■ What you should do ■
Arrange the items below as a JSON list of strings, one per line, starting with the line that contains "detect woman in white blouse | bbox" and going on through the line that contains "[406,583,434,607]", with blank lines left out. Leave the pictures out of the answer.
## start
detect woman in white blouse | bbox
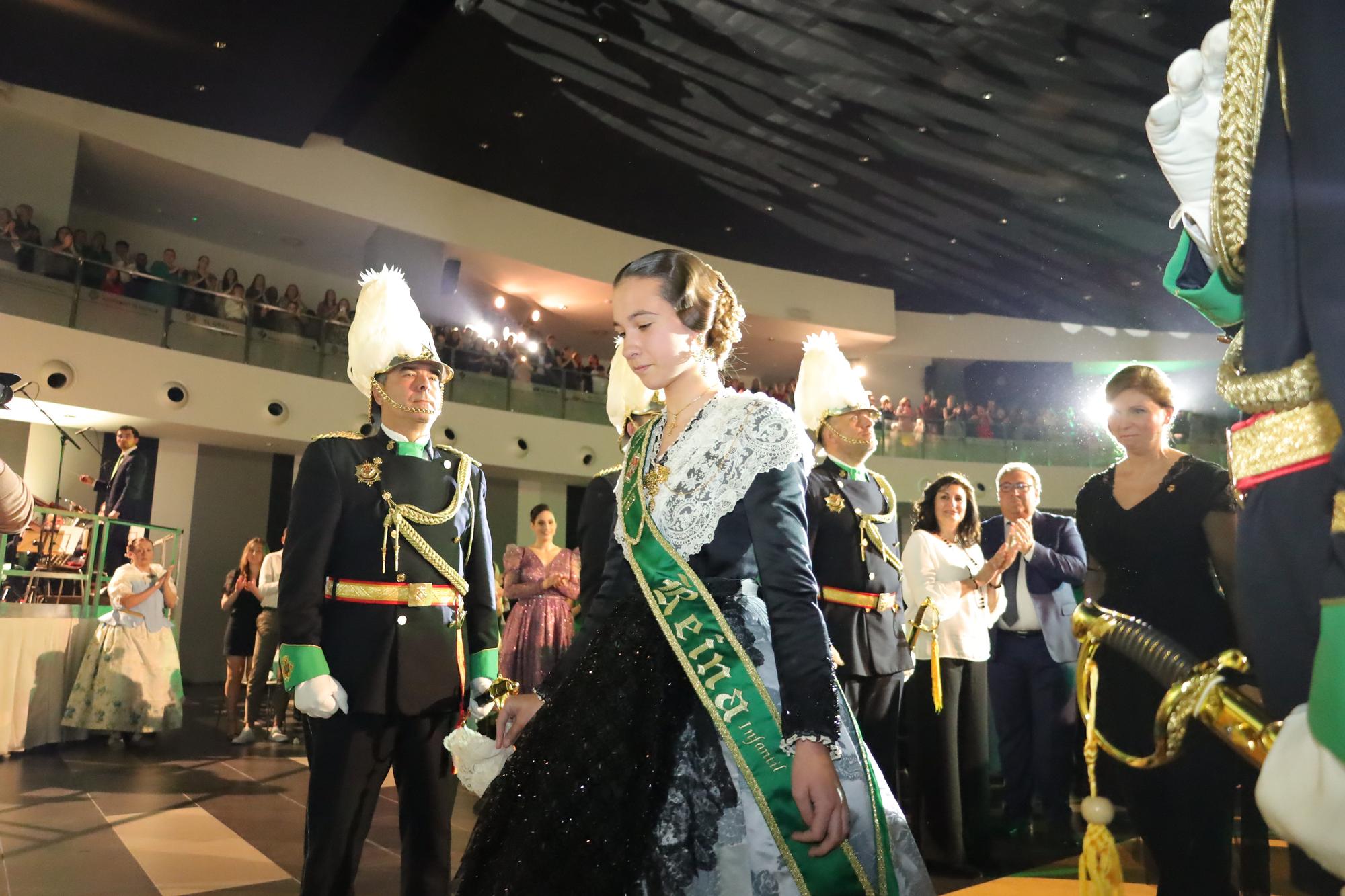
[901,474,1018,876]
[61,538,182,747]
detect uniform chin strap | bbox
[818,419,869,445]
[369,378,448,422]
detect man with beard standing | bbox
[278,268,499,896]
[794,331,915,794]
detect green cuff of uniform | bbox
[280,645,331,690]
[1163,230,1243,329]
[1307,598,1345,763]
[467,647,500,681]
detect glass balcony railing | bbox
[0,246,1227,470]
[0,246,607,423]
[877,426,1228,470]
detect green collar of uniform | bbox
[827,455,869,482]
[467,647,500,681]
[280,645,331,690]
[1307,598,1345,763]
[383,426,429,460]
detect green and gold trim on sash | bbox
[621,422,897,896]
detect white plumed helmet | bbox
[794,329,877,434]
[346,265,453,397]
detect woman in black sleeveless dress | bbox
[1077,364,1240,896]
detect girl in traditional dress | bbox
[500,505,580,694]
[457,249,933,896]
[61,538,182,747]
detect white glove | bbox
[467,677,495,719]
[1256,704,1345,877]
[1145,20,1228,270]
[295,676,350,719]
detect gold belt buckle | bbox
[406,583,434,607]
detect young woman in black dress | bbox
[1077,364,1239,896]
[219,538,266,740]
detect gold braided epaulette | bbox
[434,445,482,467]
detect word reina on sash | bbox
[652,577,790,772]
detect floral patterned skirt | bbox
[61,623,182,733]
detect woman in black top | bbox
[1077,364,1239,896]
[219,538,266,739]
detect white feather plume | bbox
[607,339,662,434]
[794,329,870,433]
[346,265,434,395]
## end
## start
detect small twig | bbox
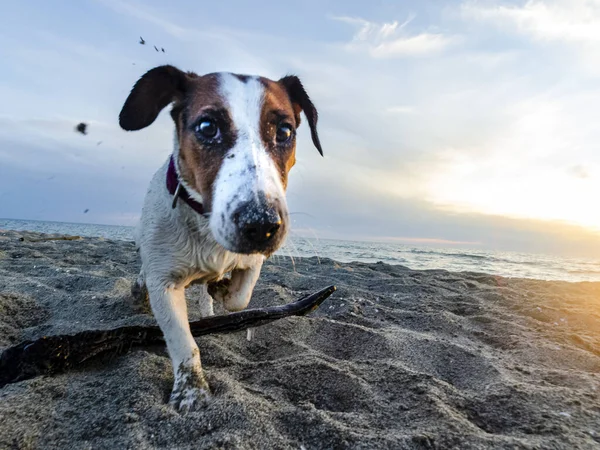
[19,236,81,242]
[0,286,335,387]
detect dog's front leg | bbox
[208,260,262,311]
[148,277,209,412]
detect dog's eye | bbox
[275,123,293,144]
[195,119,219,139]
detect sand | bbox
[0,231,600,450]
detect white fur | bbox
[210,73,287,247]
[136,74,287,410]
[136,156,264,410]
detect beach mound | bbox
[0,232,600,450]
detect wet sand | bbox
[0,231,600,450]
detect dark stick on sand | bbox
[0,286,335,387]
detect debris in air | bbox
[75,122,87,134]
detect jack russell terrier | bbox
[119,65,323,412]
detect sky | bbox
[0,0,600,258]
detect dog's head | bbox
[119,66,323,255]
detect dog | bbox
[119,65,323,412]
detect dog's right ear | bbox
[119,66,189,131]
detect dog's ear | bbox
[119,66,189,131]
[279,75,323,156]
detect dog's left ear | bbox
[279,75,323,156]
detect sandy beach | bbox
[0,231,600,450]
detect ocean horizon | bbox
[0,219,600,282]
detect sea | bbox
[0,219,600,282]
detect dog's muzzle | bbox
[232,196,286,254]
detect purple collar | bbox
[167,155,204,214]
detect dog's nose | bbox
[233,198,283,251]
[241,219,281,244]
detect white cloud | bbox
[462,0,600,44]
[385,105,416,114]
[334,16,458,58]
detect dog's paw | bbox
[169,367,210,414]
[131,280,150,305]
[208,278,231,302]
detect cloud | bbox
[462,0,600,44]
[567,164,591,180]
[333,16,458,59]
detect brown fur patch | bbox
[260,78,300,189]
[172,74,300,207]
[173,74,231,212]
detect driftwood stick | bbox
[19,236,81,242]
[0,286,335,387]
## end
■ Written answer ■
[
  "detect woman in white blouse | bbox",
  "[901,474,1018,876]",
  "[61,538,182,747]",
  "detect uniform chin strap | bbox",
  "[818,419,869,445]",
  "[369,378,448,422]",
  "detect man with beard standing | bbox",
  "[278,268,499,896]",
  "[794,331,915,794]",
  "detect green cuff of uniform | bbox",
  "[280,645,331,690]",
  "[1163,230,1243,329]",
  "[1307,598,1345,763]",
  "[467,647,500,681]",
  "detect glass balcony railing | bbox",
  "[0,246,1227,470]",
  "[0,246,607,423]",
  "[877,426,1228,470]",
  "detect green collar of uniform | bbox",
  "[827,455,869,482]",
  "[467,647,500,681]",
  "[280,645,331,690]",
  "[1307,598,1345,763]",
  "[383,426,429,460]",
  "detect green and gold trim on sash | bbox",
  "[621,422,897,896]",
  "detect white plumed helmet | bbox",
  "[794,329,877,434]",
  "[346,265,453,397]",
  "detect woman in black sleeveless dress | bbox",
  "[1077,364,1240,896]",
  "detect girl in traditional dress | bbox",
  "[500,505,580,694]",
  "[457,249,933,896]",
  "[61,538,182,747]",
  "detect white glove | bbox",
  "[467,677,495,719]",
  "[1256,704,1345,877]",
  "[1145,20,1228,270]",
  "[295,676,350,719]",
  "detect gold belt buckle | bbox",
  "[406,583,434,607]"
]